▶ [Указания к заданию]
Продолжите фрагмент о литургии и богословии, начав сразу после его последнего предложения.

▶ [Фрагмент текста]
◇ ◇ ◇ ◇
Если же говорить о литургии как общем предмете всех богословских дисциплин, то богословие, согласно тезису lex orandi est lex credendi, опять-таки лишь в Таинстве Церкви обретает внутреннюю полноту и как богословский синтез, и как опыт – тот опыт, который, будучи сам по себе выше богословия в собственном значении этого слова, выше его заключений и формул, делает их не только “вероятными”, но подлинно сущностными и аутентичными. Богословие – это всегда приглашение вкусить и видеть , возвещение и обещание того, что исполняется в приобщении, созерцании и жизни. И библейская экзегеза, и исторический анализ, и доктринальные разработки в конечном счете подводят к богослужению, будучи подготовкой к этому акту свидетельства и соучастия в самом Таинстве – в той эпифании жизни, света и знания, без которой все слова неизбежно останутся человеческими, слишком человеческими .

Все это, однако, требует “обращения” не только самого богословия, его структуры и методов, но в первую очередь самого богослова. Он в совершенстве овладел необходимой акрибией интеллектуальной дисциплины и честности, приобрел смирение, которое всегда сопутствует подлинным достижениям разума. Теперь ему надо научиться погружению в радость Церкви – ту радость, с которой ученики возвратились в Иерусалим, чтобы быть “всегда в храме <…> благословляя Бога” (Лк. 24, 53).

Он должен заново открыть древнейший из всех языков Церкви – язык ее обрядов, ритм и ordo ее leitourgia, в которой она укрывала от очей “мира сего” самое великое свое сокровище – знание, выраженное в словах: “Не видел того глаз, не слышало ухо, и не приходило то на сердце человеку, что приготовил Бог любящим Его” (1 Кор. 2, 9). Он вновь должен стать не только исследователем веры Церкви, но прежде всего свидетелем ее.
◇ ◇ ◇ ◇
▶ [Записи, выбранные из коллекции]
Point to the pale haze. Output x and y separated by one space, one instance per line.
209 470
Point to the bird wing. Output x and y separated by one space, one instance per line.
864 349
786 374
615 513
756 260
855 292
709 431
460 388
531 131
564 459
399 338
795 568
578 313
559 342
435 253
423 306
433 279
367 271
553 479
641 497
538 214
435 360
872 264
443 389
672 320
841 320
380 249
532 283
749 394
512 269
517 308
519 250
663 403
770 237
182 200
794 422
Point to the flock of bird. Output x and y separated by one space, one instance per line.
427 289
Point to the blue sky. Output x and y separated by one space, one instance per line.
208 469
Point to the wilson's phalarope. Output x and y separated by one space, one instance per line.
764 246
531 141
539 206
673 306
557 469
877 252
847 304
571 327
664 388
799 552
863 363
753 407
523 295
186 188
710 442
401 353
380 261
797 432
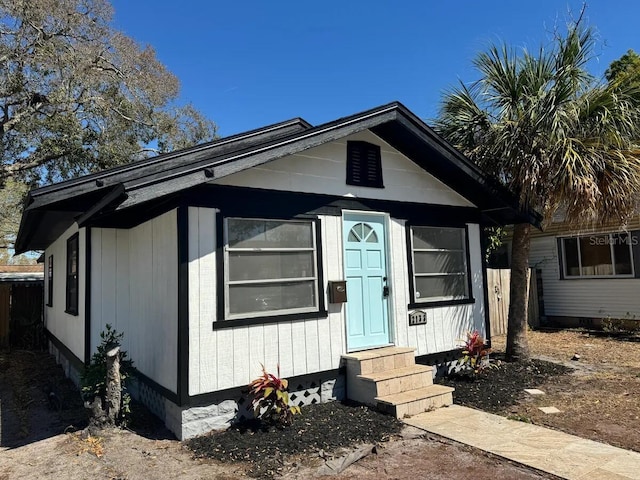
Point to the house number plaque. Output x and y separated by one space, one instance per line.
419 317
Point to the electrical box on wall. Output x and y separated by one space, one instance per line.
337 291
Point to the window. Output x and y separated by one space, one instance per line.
439 264
72 275
270 267
50 281
364 165
598 255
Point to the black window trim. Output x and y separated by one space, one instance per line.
413 304
50 273
221 321
364 147
634 247
72 309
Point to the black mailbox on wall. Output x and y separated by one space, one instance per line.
337 291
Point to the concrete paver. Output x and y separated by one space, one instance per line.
558 453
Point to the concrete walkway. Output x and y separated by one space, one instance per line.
550 451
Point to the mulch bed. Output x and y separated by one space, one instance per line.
501 386
320 428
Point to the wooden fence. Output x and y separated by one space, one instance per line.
21 316
498 284
5 311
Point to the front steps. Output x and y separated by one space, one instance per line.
389 379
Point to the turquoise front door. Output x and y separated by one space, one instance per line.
365 265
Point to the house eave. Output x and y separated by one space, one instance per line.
137 184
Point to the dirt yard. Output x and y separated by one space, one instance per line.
33 443
600 399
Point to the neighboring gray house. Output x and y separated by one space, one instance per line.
588 274
217 258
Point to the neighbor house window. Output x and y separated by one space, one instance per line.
50 281
598 255
364 165
72 275
270 267
439 264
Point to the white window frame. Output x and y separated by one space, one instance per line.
269 313
464 274
613 263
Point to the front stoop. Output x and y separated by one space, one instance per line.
389 380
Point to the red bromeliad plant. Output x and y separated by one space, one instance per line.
475 355
271 399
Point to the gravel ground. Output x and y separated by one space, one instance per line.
320 429
502 385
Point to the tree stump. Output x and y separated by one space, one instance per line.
105 412
114 388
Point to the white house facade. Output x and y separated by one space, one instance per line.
290 245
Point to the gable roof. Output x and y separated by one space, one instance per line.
50 210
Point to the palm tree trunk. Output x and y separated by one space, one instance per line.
517 345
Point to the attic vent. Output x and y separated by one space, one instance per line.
364 165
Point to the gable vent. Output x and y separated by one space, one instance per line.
364 165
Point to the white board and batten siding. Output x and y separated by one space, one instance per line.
322 170
134 288
67 328
231 357
589 298
446 326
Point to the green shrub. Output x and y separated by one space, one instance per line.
93 380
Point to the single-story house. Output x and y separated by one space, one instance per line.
21 305
588 274
289 245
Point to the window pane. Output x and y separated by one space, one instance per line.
444 286
571 256
595 253
271 297
266 265
430 237
622 253
249 233
439 262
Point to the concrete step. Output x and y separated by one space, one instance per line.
379 360
397 380
412 402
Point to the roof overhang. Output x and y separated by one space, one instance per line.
54 208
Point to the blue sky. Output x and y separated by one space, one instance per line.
246 64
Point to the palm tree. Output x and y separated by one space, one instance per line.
553 134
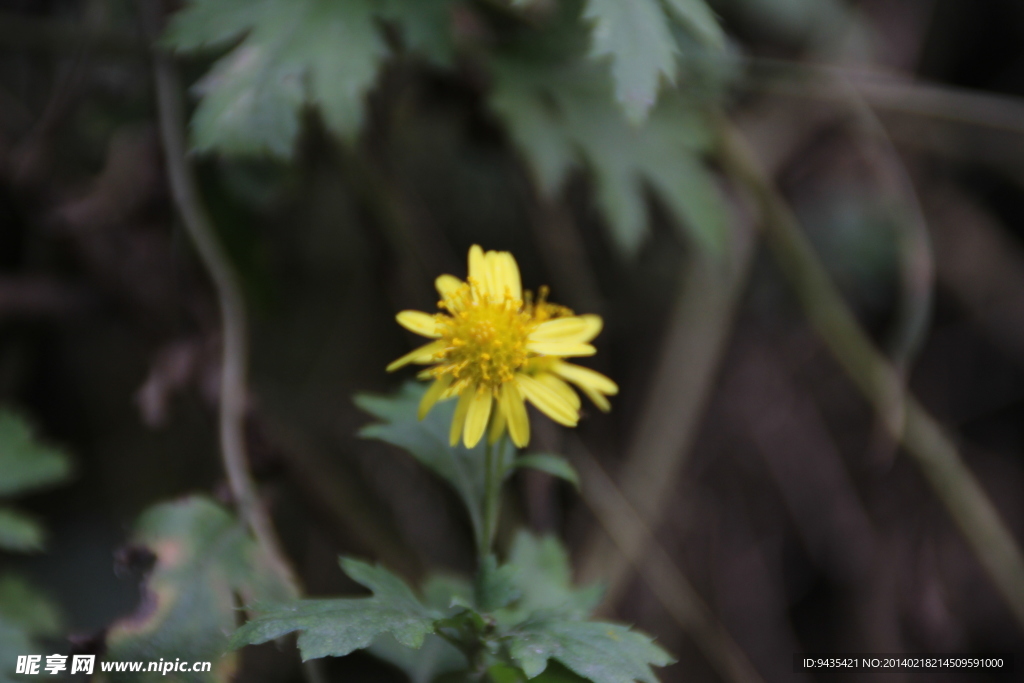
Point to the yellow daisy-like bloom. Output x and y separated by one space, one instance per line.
496 348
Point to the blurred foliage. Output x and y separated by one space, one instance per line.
26 465
204 562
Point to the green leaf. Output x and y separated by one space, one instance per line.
435 657
496 586
599 651
205 559
338 627
698 17
19 532
427 440
562 116
636 36
545 579
24 606
549 463
27 464
295 52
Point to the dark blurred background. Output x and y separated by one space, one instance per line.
799 522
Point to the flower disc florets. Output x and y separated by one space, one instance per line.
495 347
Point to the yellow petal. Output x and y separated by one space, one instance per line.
510 275
418 322
560 348
459 421
548 401
435 391
424 354
577 329
559 387
448 285
476 418
514 411
585 378
498 423
476 269
493 278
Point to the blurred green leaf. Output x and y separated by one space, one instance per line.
562 116
204 558
25 462
19 532
549 463
636 36
25 614
698 17
427 440
496 586
294 52
545 579
599 651
338 627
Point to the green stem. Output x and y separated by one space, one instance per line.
492 496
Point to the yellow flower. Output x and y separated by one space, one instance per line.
496 346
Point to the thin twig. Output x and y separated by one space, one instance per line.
◇ ◇ ◇ ◇
▶ [Письменный ответ]
Более того: если богословие испытывает нужду в литургической критике, то богослужение – чтобы снова стать leitourgia Церкви в полном смысле этого слова, – нуждается в критике богословской.

Многовековой отрыв его от богословия затемнил эту мысль многими наслоениями псевдобогословских и псевдоблагочестивых трактовок и интерпретаций, поверхностным псевдосимволизмом, индивидуализмом и законничеством. И нелегко сегодня, когда весьма многое здесь отождествляется – столь же многими – с самой сущностью Православия, и считается чуть ли не пробным камнем “подлинного благочестия” и “консерватизма” – заново открыть и сообщить истинный ключ православного литургического предания, чтобы вновь связать его с lex credendi.

Вот область, где нужен труд богослова, где могут принести величайшую пользу интеллектуальная честность, историческая критика и акривия. Но для этого богословие должно обратиться к lex orandi, увидеть в нем не только источник, но и объект своих поисков и исследований. Парадокс в том, что всеобщая симпатия к литургическому преданию Восточной Церкви нисколько не мешает пренебрегать и его историей, и его богословским содержанием. Богословие не только оторвалось от богослужения как своего источника, но крайне мало занимается им даже как одним из своих “объектов”.

Мы до сих пор не имеем всесторонней и критической истории византийского богослужения. Запад же и здесь до самого последнего времени выказывал себя единственной по-настоящему заинтересованной стороной, так что православным литургистам оставалось лишь плестись в хвосте у западной науки. Но кому же как не православным богословам, занятым исследованием нашего литургического предания, показать его место в Предании Церкви, выявить его подлинное значение для православного богословствования?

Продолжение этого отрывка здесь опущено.